**OBJECTIVE**
Report each row below that contains the string "parked", copying every such row in full.

+ + + +

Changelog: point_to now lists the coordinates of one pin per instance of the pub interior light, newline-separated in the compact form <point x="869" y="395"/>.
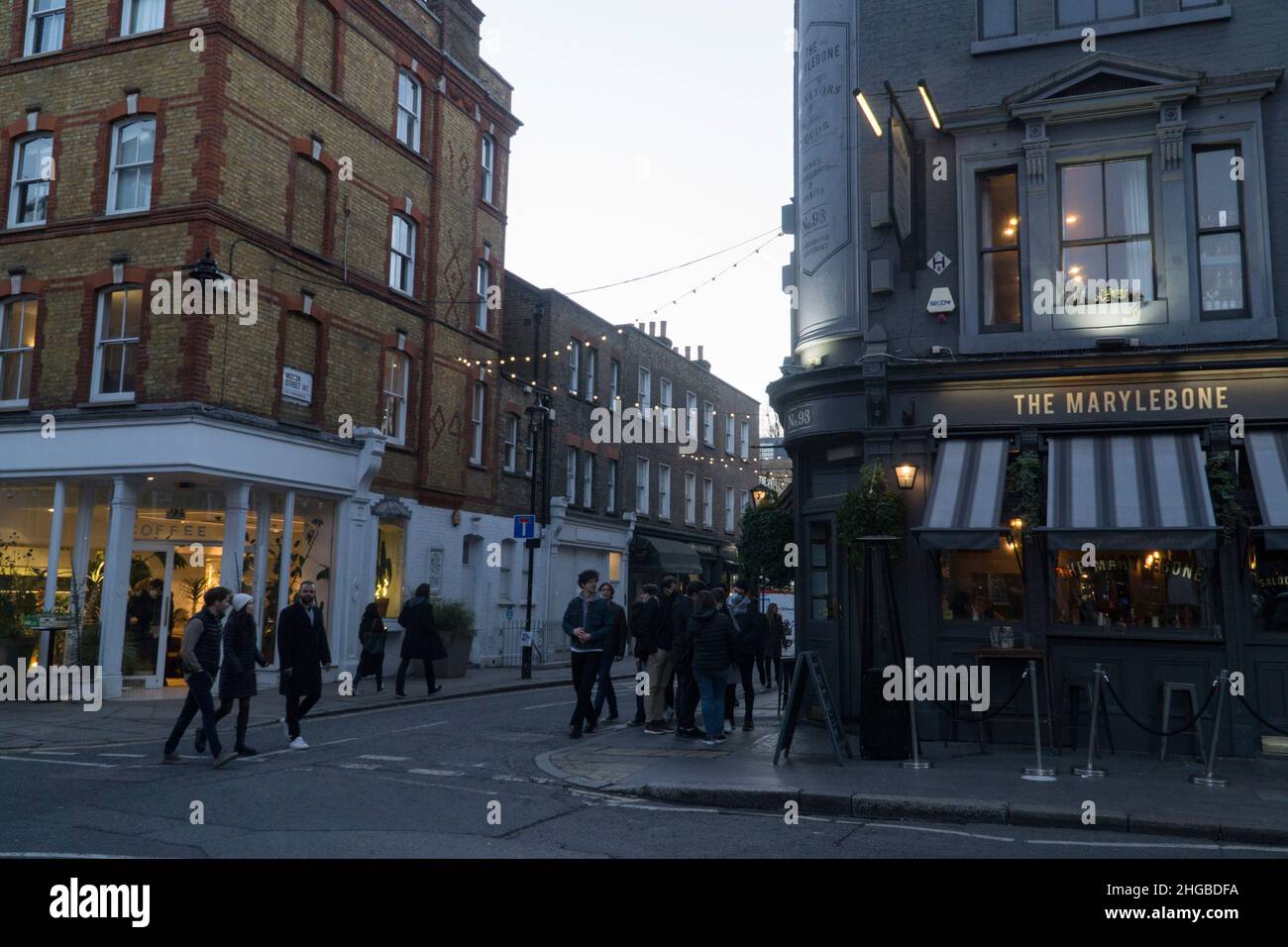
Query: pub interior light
<point x="930" y="103"/>
<point x="867" y="112"/>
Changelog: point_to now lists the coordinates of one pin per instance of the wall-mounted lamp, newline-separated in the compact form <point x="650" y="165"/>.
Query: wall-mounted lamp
<point x="868" y="114"/>
<point x="930" y="103"/>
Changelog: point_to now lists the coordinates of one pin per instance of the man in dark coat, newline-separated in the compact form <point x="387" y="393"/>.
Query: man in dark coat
<point x="613" y="650"/>
<point x="303" y="652"/>
<point x="687" y="685"/>
<point x="420" y="641"/>
<point x="588" y="622"/>
<point x="644" y="624"/>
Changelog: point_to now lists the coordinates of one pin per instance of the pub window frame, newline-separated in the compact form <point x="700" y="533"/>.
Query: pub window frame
<point x="1199" y="232"/>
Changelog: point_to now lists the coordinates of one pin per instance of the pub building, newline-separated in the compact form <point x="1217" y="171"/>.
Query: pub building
<point x="1043" y="300"/>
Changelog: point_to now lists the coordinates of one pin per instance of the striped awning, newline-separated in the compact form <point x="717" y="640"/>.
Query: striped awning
<point x="1267" y="453"/>
<point x="1128" y="491"/>
<point x="965" y="509"/>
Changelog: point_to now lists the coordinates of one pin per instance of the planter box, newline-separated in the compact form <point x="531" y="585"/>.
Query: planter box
<point x="458" y="655"/>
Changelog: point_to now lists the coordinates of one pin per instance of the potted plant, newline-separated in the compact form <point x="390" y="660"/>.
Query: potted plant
<point x="455" y="624"/>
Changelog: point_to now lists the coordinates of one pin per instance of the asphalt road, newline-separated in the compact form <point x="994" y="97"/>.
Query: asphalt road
<point x="421" y="781"/>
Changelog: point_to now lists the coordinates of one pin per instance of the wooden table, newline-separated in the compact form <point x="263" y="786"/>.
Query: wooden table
<point x="1043" y="659"/>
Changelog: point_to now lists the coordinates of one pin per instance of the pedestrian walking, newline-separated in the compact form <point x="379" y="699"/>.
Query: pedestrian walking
<point x="372" y="637"/>
<point x="687" y="686"/>
<point x="614" y="650"/>
<point x="237" y="681"/>
<point x="644" y="625"/>
<point x="750" y="629"/>
<point x="420" y="641"/>
<point x="301" y="654"/>
<point x="772" y="656"/>
<point x="200" y="657"/>
<point x="588" y="622"/>
<point x="713" y="651"/>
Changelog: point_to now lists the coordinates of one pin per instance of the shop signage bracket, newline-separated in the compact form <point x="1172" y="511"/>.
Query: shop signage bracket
<point x="809" y="661"/>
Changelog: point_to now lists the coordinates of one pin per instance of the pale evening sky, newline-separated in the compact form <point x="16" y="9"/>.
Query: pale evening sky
<point x="655" y="133"/>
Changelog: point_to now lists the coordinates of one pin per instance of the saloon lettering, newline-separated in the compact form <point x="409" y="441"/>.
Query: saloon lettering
<point x="1125" y="401"/>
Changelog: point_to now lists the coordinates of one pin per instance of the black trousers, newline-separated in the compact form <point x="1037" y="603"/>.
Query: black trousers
<point x="399" y="684"/>
<point x="198" y="699"/>
<point x="296" y="706"/>
<point x="745" y="665"/>
<point x="585" y="672"/>
<point x="686" y="696"/>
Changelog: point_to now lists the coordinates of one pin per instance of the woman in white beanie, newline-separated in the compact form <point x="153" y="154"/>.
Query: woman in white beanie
<point x="237" y="672"/>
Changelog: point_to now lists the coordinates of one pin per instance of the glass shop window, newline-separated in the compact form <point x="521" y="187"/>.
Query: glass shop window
<point x="982" y="583"/>
<point x="1134" y="590"/>
<point x="1267" y="570"/>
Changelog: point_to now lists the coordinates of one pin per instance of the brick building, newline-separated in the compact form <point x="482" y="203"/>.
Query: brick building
<point x="631" y="510"/>
<point x="346" y="162"/>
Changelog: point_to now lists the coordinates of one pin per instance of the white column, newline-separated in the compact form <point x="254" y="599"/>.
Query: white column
<point x="283" y="579"/>
<point x="116" y="582"/>
<point x="263" y="531"/>
<point x="80" y="557"/>
<point x="236" y="502"/>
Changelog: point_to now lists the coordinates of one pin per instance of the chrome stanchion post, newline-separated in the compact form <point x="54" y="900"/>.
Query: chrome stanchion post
<point x="915" y="762"/>
<point x="1037" y="774"/>
<point x="1207" y="779"/>
<point x="1091" y="771"/>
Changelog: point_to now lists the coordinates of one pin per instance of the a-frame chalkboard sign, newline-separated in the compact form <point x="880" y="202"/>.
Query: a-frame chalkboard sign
<point x="809" y="663"/>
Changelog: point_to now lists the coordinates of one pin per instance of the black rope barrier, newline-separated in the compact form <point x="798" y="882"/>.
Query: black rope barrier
<point x="990" y="714"/>
<point x="1150" y="729"/>
<point x="1263" y="720"/>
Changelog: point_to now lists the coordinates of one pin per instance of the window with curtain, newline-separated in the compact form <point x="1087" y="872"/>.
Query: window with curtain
<point x="46" y="21"/>
<point x="996" y="18"/>
<point x="1001" y="304"/>
<point x="1108" y="250"/>
<point x="33" y="170"/>
<point x="129" y="185"/>
<point x="17" y="344"/>
<point x="1074" y="12"/>
<point x="1220" y="232"/>
<point x="408" y="110"/>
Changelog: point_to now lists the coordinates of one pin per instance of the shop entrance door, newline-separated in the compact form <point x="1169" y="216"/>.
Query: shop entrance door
<point x="167" y="583"/>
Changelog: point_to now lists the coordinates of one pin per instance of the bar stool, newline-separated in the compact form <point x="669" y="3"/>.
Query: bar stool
<point x="1074" y="690"/>
<point x="1192" y="692"/>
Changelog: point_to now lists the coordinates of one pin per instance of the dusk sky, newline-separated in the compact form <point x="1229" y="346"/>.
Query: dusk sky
<point x="655" y="133"/>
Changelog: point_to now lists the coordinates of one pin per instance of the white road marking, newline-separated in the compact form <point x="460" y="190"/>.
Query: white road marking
<point x="938" y="831"/>
<point x="1199" y="845"/>
<point x="60" y="763"/>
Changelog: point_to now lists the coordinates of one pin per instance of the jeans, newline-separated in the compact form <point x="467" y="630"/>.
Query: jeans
<point x="585" y="671"/>
<point x="686" y="697"/>
<point x="605" y="686"/>
<point x="399" y="684"/>
<point x="296" y="706"/>
<point x="660" y="668"/>
<point x="745" y="665"/>
<point x="198" y="698"/>
<point x="711" y="686"/>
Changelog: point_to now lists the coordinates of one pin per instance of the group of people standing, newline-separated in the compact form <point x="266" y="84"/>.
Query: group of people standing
<point x="702" y="639"/>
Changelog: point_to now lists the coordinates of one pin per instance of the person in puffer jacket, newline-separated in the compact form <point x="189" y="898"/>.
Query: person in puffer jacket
<point x="713" y="651"/>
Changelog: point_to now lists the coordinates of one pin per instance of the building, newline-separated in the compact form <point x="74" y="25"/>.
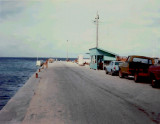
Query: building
<point x="100" y="57"/>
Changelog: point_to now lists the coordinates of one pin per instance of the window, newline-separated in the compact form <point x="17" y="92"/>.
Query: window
<point x="142" y="60"/>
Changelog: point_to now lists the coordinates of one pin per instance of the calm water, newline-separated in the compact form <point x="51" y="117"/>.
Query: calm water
<point x="14" y="72"/>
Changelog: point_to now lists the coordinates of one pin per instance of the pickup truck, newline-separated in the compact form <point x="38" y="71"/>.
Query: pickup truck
<point x="136" y="66"/>
<point x="154" y="73"/>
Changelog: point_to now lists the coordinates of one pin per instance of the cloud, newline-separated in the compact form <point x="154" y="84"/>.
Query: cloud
<point x="125" y="27"/>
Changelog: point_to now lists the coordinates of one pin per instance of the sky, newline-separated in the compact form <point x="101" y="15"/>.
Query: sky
<point x="31" y="28"/>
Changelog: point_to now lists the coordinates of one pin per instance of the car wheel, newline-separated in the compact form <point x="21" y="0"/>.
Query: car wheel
<point x="136" y="77"/>
<point x="112" y="73"/>
<point x="106" y="72"/>
<point x="121" y="74"/>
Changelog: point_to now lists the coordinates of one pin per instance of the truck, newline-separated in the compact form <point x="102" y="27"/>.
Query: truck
<point x="154" y="74"/>
<point x="136" y="66"/>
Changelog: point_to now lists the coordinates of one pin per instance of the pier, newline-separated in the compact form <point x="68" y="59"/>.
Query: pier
<point x="65" y="93"/>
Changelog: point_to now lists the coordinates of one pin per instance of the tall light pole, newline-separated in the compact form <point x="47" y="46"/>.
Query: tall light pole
<point x="97" y="17"/>
<point x="67" y="50"/>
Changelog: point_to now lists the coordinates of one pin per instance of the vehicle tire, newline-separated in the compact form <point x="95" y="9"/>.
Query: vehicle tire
<point x="154" y="83"/>
<point x="106" y="72"/>
<point x="112" y="73"/>
<point x="121" y="74"/>
<point x="136" y="77"/>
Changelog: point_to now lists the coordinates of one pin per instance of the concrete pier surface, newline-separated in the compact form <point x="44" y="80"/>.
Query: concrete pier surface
<point x="66" y="93"/>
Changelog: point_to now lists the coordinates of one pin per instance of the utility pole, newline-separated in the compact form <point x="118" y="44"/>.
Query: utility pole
<point x="67" y="50"/>
<point x="97" y="30"/>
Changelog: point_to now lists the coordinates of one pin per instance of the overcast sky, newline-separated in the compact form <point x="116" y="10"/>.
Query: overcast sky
<point x="42" y="27"/>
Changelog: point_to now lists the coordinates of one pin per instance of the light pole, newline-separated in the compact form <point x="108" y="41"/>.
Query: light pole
<point x="97" y="30"/>
<point x="67" y="50"/>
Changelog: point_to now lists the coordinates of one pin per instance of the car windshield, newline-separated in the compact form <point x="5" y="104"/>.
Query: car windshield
<point x="142" y="60"/>
<point x="117" y="63"/>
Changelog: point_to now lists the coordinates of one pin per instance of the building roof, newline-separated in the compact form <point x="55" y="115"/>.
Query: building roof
<point x="105" y="51"/>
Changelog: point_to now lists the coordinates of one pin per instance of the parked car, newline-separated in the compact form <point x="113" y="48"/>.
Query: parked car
<point x="113" y="67"/>
<point x="154" y="73"/>
<point x="136" y="66"/>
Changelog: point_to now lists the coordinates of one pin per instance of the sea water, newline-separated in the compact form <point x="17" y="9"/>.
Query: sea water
<point x="14" y="72"/>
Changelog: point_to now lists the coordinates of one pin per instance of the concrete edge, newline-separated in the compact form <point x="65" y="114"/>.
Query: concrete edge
<point x="14" y="111"/>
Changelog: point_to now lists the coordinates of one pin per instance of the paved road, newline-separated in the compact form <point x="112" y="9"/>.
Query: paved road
<point x="70" y="94"/>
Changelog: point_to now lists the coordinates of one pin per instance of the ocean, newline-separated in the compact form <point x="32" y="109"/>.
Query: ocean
<point x="14" y="72"/>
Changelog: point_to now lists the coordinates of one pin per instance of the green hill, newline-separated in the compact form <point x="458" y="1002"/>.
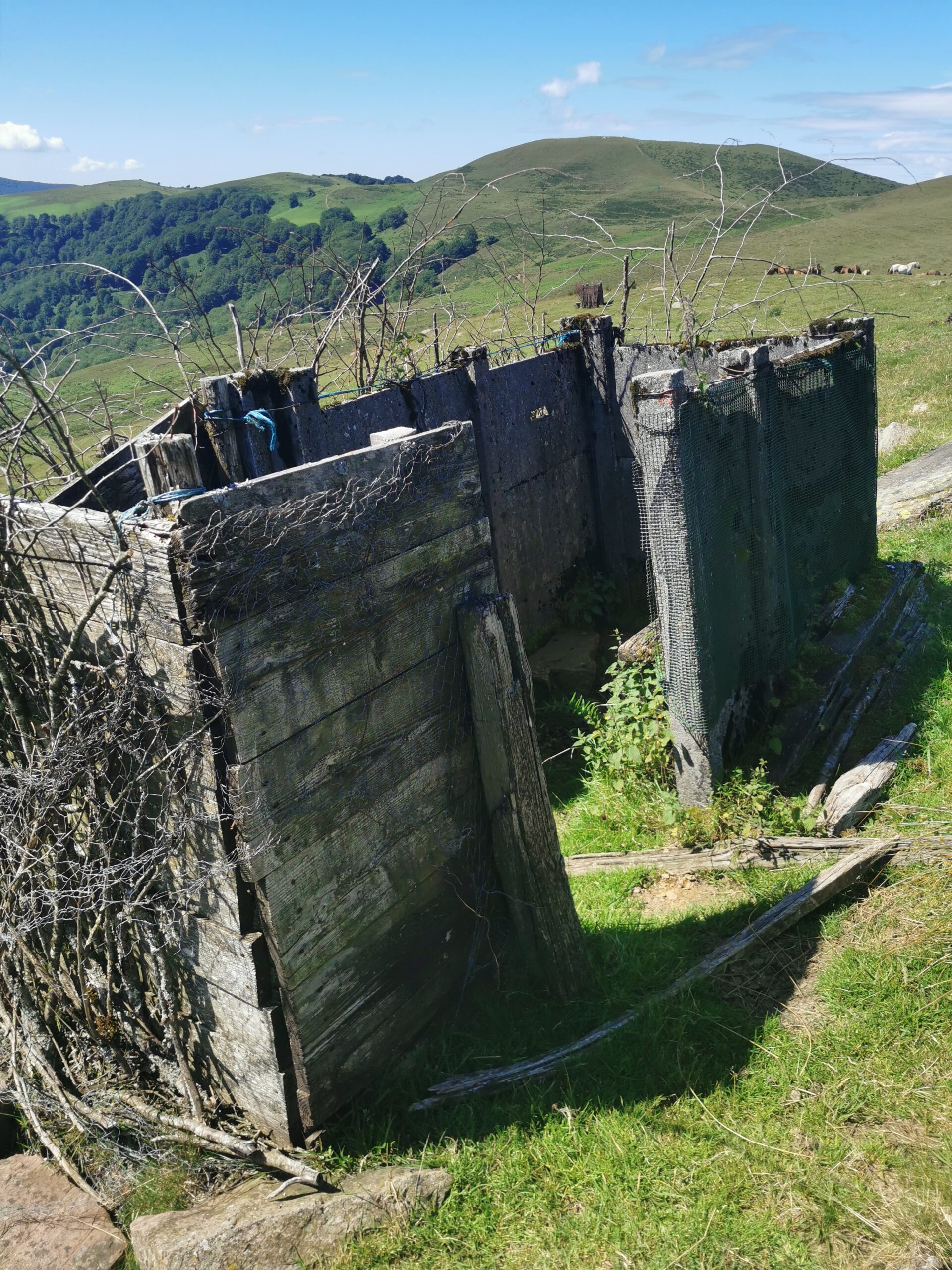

+ + + +

**ANSWER**
Changelog: point_to now lists the coordinates of one pin per instance of the parked car, newline-separated in the compact form <point x="113" y="48"/>.
Query: parked car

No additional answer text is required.